**What the task asks:**
When you transcribe the data below, reproduce every line exactly and leave each picture out.

**Source material:**
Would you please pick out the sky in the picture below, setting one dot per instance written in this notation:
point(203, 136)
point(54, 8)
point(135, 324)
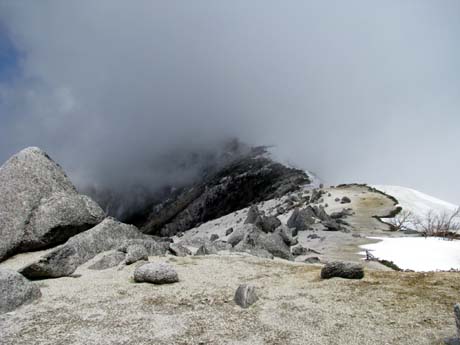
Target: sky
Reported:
point(119, 91)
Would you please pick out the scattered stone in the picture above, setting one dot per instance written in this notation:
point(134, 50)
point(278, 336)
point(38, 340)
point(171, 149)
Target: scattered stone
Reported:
point(267, 224)
point(154, 247)
point(222, 245)
point(286, 235)
point(301, 219)
point(316, 195)
point(237, 235)
point(345, 200)
point(39, 206)
point(179, 250)
point(15, 290)
point(332, 225)
point(348, 270)
point(245, 295)
point(312, 260)
point(135, 253)
point(109, 260)
point(271, 242)
point(253, 214)
point(156, 273)
point(64, 260)
point(298, 250)
point(206, 249)
point(214, 237)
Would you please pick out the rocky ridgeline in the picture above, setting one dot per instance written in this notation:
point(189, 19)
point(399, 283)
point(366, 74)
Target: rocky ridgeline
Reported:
point(41, 208)
point(245, 180)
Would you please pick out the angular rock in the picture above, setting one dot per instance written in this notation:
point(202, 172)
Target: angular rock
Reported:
point(214, 237)
point(286, 235)
point(152, 245)
point(135, 253)
point(299, 250)
point(206, 249)
point(15, 290)
point(301, 219)
point(109, 260)
point(345, 200)
point(237, 235)
point(245, 295)
point(39, 205)
point(64, 260)
point(316, 195)
point(156, 273)
point(179, 250)
point(270, 242)
point(332, 225)
point(339, 269)
point(312, 260)
point(267, 224)
point(313, 236)
point(253, 214)
point(221, 245)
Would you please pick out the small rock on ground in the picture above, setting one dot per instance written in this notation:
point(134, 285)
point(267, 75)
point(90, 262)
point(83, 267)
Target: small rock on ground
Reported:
point(245, 295)
point(156, 273)
point(348, 270)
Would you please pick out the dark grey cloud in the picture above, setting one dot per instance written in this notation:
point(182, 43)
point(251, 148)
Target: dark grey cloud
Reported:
point(353, 90)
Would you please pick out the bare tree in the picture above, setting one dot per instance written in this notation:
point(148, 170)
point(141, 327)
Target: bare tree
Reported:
point(445, 224)
point(404, 220)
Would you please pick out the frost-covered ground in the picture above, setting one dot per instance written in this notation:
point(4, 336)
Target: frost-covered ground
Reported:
point(418, 203)
point(417, 253)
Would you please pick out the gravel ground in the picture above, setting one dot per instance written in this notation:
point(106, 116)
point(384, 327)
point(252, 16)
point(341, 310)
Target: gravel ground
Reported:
point(295, 307)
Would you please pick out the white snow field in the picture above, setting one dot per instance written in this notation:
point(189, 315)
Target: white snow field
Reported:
point(418, 203)
point(417, 253)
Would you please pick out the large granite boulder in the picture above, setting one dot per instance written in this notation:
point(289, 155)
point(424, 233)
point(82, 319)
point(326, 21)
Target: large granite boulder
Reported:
point(15, 290)
point(39, 206)
point(64, 260)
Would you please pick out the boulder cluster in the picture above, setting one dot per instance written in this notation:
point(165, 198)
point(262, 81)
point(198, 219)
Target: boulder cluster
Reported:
point(41, 209)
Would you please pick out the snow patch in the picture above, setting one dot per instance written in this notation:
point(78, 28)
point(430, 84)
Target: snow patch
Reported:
point(417, 253)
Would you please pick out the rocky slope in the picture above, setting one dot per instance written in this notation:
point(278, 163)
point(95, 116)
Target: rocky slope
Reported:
point(244, 180)
point(39, 206)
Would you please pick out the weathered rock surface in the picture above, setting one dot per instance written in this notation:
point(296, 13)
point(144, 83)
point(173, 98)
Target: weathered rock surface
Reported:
point(246, 295)
point(156, 273)
point(64, 260)
point(135, 253)
point(39, 206)
point(301, 219)
point(244, 180)
point(109, 260)
point(299, 250)
point(348, 270)
point(206, 249)
point(153, 246)
point(15, 290)
point(255, 239)
point(179, 250)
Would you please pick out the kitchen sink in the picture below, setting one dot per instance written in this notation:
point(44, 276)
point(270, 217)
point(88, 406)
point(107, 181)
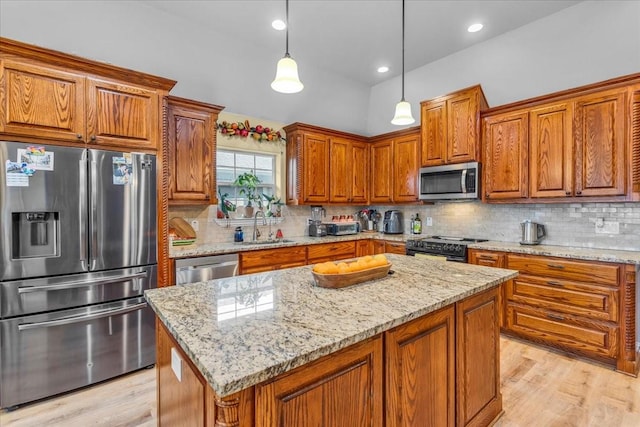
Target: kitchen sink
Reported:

**Solution to this task:**
Would you please pick out the sky in the picture below, setting one dot per instance written in this notation:
point(203, 136)
point(54, 8)
point(135, 324)
Target: sky
Reported:
point(119, 91)
Would you please pick out the scattered stone in the picture above, setting one dot per instance written in this notation:
point(134, 50)
point(278, 336)
point(38, 340)
point(171, 149)
Target: scattered stone
Reported:
point(267, 224)
point(154, 247)
point(222, 245)
point(286, 235)
point(301, 219)
point(316, 195)
point(237, 235)
point(345, 200)
point(39, 206)
point(179, 250)
point(15, 290)
point(332, 225)
point(348, 270)
point(245, 295)
point(312, 260)
point(135, 253)
point(109, 260)
point(271, 242)
point(253, 214)
point(156, 273)
point(64, 260)
point(298, 250)
point(206, 249)
point(214, 237)
Would you please pick out the rocky ridgeline in the picture above, setting one dot per instance written in this notation:
point(189, 19)
point(399, 283)
point(366, 74)
Target: rocky ridgeline
Reported:
point(41, 208)
point(245, 180)
Would you please pick out the angular rock in the picture above, setting one dot per instance written in this notation:
point(202, 172)
Target: angular rock
Reported:
point(214, 237)
point(286, 235)
point(152, 245)
point(135, 253)
point(299, 250)
point(206, 249)
point(15, 290)
point(301, 219)
point(109, 260)
point(345, 200)
point(237, 235)
point(245, 295)
point(39, 205)
point(64, 260)
point(316, 195)
point(156, 273)
point(179, 250)
point(270, 242)
point(332, 225)
point(339, 269)
point(312, 260)
point(267, 224)
point(313, 236)
point(253, 214)
point(221, 245)
Would you please pick out the small rock on ground in the picture above, setting one dot per instance written in this notation:
point(134, 285)
point(267, 75)
point(90, 262)
point(83, 267)
Target: small rock on ground
Reported:
point(245, 295)
point(156, 273)
point(348, 270)
Would you please pick out the dark grey cloud in the picture above, setting one dot per instance written in this notation:
point(182, 43)
point(251, 148)
Target: dark grey cloud
Reported:
point(353, 90)
Would you please pick out the bare tree in the picture above, setting one dot per instance written in this notation:
point(148, 170)
point(141, 327)
Target: bare tree
Reported:
point(445, 224)
point(404, 220)
Would you please pick out the frost-covered ground in the picture above, setting one dot per instance written in this notation:
point(4, 336)
Target: frost-covered ground
Reported:
point(418, 203)
point(417, 253)
Would you please pick out the gravel ground in the picture above, setting one dot per instance written in this notation:
point(106, 116)
point(384, 327)
point(252, 16)
point(341, 310)
Target: gravel ground
Reported:
point(295, 307)
Would you please pick out the white snow field in the picture above, setting one dot per instance written in this notation:
point(189, 315)
Target: white snow field
Reported:
point(418, 203)
point(417, 253)
Would you please pick out the large granite boulder in the picture above, setting one dot per instance written in this notation:
point(289, 155)
point(424, 233)
point(82, 319)
point(326, 21)
Target: large granite boulder
Reported:
point(15, 290)
point(39, 206)
point(64, 260)
Would you please pick out the boulder cluster in the picture above, setting one dot per instance written in this notation:
point(165, 198)
point(262, 81)
point(198, 219)
Target: boulder cluster
Reported:
point(41, 209)
Would you please pick out the snow patch in the picture above, setting one dot per instance written in this notation:
point(78, 28)
point(430, 84)
Target: snow patch
Reported:
point(417, 253)
Would you please pick out the rocky slope in the picture above, setting one dot per instance written in this notation:
point(278, 163)
point(95, 116)
Target: rocky slope
Reported:
point(244, 180)
point(39, 206)
Would you please pick out the weathered rock surface in the picture above, setting one dot per instance written in this notation:
point(296, 13)
point(144, 83)
point(173, 98)
Target: weathered rock surface
Reported:
point(246, 295)
point(156, 273)
point(64, 260)
point(135, 253)
point(39, 206)
point(301, 219)
point(244, 180)
point(109, 260)
point(299, 250)
point(348, 270)
point(206, 249)
point(153, 246)
point(15, 290)
point(255, 239)
point(179, 250)
Would you please pick out the kitchen sink in the picture below, setting one dot per instance written in this notation:
point(44, 276)
point(270, 217)
point(88, 406)
point(107, 181)
Target: kitchen sink
Reported:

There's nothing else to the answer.